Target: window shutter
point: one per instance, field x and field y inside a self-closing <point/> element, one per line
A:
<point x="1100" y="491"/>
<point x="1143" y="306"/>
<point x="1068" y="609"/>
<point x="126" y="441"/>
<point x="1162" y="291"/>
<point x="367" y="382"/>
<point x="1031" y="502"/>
•••
■ DESCRIPTION OF THE TASK
Top to bottom, set down the entries above word for word.

■ EXERCISE RESPONSE
Target: window shutter
point: one per instance, field x and field y inside a self-closing <point/> element, one per line
A:
<point x="1100" y="491"/>
<point x="1143" y="306"/>
<point x="1068" y="609"/>
<point x="126" y="441"/>
<point x="1162" y="291"/>
<point x="367" y="382"/>
<point x="1031" y="502"/>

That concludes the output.